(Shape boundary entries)
►

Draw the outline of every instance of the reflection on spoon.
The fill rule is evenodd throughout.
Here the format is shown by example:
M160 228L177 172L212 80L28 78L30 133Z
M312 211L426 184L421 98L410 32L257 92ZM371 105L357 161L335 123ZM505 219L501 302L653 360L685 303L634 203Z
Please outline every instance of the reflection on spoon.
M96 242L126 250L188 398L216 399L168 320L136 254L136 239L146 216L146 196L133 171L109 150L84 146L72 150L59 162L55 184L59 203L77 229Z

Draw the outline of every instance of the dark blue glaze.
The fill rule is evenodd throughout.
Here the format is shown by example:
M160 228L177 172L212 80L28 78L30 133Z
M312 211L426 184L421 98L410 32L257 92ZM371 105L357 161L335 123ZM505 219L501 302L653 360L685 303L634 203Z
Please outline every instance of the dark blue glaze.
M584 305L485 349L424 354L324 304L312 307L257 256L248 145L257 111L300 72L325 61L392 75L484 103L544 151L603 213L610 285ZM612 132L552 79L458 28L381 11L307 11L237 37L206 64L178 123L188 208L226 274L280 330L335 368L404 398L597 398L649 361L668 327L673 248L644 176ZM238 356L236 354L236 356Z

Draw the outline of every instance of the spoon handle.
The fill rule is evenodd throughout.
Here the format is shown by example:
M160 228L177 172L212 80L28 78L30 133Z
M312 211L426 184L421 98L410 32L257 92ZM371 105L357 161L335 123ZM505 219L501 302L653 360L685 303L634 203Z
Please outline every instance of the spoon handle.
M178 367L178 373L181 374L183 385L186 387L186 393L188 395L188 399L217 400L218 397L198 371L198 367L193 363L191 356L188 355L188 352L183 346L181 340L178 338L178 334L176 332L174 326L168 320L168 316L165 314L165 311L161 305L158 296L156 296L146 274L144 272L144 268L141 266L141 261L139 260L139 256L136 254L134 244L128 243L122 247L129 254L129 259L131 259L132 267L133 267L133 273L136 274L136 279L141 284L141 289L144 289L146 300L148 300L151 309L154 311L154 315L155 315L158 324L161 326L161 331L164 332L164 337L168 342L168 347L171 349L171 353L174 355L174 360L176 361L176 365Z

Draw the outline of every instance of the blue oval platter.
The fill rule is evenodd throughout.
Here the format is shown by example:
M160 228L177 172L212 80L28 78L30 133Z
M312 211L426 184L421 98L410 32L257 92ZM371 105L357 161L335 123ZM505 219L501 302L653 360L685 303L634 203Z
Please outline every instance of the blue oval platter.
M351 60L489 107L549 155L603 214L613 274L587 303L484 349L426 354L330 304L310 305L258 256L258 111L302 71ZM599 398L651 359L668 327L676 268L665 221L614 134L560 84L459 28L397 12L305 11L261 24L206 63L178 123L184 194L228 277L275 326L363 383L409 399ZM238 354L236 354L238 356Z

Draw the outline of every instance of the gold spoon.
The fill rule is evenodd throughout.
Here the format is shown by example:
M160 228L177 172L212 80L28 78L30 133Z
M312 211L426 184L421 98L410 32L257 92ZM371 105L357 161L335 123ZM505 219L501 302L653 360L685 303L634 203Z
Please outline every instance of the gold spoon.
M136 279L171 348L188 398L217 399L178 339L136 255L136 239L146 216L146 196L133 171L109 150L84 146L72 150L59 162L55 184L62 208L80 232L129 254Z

◄

(WRITTEN EXERCISE)
Return, unchanged, the lines from the one containing "Draw the outline of every instance of the gold" through the one containing "Please outline every instance of the gold", inclusive.

(IN RESPONSE)
Draw the outline of every instance of the gold spoon.
The fill rule is evenodd throughout.
Here the format is shown by example:
M160 228L177 172L212 80L28 78L30 133Z
M312 211L426 184L421 98L410 32L257 92ZM371 105L357 161L335 123ZM505 219L501 302L653 360L685 303L634 203Z
Please outline every instance of the gold spoon.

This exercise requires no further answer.